State v. Peebles

Decision Date19 October 2010
Docket NumberNo. 2009AP3111-CR.,2009AP3111-CR.
Citation330 Wis.2d 243,2010 WI App 156,792 N.W.2d 212
PartiesSTATE of Wisconsin, Plaintiff-Respondent, v. Ronnie L. PEEBLES, Defendant-Appellant.
CourtWisconsin Court of Appeals

On behalf of the defendant-appellant, the cause was submitted on the briefs of Suzanne L. Hagopian, assistant state public defender, Madison.

On behalf of the plaintiff-respondent, the cause was submitted on the brief of Christine A. Remington, assistant attorney general, and J.B. Van Hollen, attorney general.

Before HOOVER, P.J., PETERSON and BRUNNER, JJ.

HOOVER, P.J.

¶ 1 Ronnie Peebles appeals a judgment of conviction for first-degree sexual assault of a child and an order denying his postconviction motion. Peebles argues his trial counsel was ineffective for failing to object, at Peebles' sentencing after revocation, to consideration of several admissions by Peebles, including that he had committed numerous prior sexual assaults. Peebles contends he was compelled to give the incriminating statements during counseling as a condition of his probation. He also asserts the statements were protected by the social worker-client privilege. We agree that Peebles was compelled to give incriminating statements. We therefore remand for resentencing before a new judge and without consideration of the compelled statements.1

[792 N.W.2d 215, 330 Wis.2d 247]

BACKGROUND

¶ 2 In 2005, Peebles pled no contest to one count of first-degree sexual assault of a child. The State agreed to recommend eight years' imprisonment, consisting of four years' confinement and four years' extended supervision, while Peebles would be free to argue the sentence. However, the State further agreed to abide by the presentence investigator's recommendation if county jail time was recommended. That did occur, and the State honored the agreement at sentencing. The court withheld sentence and placed Peebles on probation for five years, with the condition he serve one year in the county jail. The court further ordered "Sex Counseling/register/be compliant with Sex Offender Program."

++++++++++++++++++++

### WHAT IS NEEDED
Under the court opinion above, what jail condition was attached to Peebles' five years of probation?

++++++++++++++++++++

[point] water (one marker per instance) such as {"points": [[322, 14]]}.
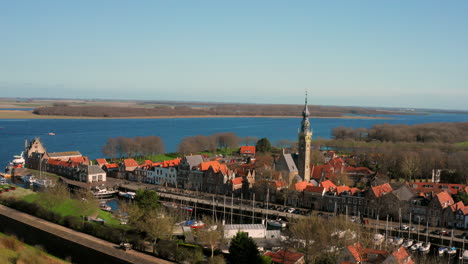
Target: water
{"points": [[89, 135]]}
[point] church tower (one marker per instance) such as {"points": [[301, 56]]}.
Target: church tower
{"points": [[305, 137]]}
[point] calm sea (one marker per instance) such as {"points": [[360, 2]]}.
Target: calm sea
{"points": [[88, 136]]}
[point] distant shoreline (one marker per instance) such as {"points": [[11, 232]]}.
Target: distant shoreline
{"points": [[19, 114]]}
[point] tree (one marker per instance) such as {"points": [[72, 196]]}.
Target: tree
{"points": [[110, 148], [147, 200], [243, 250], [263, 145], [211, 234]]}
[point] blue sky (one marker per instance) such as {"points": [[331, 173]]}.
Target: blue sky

++++++++++++++++++++

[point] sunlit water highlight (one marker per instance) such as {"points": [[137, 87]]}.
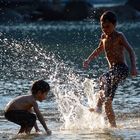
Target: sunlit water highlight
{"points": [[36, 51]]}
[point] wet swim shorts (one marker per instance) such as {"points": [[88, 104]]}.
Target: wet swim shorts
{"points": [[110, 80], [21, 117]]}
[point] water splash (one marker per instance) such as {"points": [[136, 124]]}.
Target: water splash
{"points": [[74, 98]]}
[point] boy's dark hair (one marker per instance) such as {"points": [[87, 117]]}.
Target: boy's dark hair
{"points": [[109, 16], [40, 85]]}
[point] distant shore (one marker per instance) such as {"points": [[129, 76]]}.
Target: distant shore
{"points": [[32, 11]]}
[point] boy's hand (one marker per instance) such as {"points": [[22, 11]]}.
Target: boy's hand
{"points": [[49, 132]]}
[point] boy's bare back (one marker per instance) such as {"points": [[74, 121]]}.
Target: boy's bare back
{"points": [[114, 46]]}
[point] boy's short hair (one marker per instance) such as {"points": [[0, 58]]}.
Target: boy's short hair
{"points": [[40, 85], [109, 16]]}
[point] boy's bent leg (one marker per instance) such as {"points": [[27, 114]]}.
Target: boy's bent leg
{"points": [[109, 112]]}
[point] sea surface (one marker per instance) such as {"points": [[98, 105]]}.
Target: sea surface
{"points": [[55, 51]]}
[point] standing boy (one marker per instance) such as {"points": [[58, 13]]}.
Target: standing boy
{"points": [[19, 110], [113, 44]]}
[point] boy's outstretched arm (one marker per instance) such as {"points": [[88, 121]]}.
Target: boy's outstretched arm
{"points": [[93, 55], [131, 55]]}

++++++++++++++++++++

### ANSWER BOX
He had to serve one year in the county jail.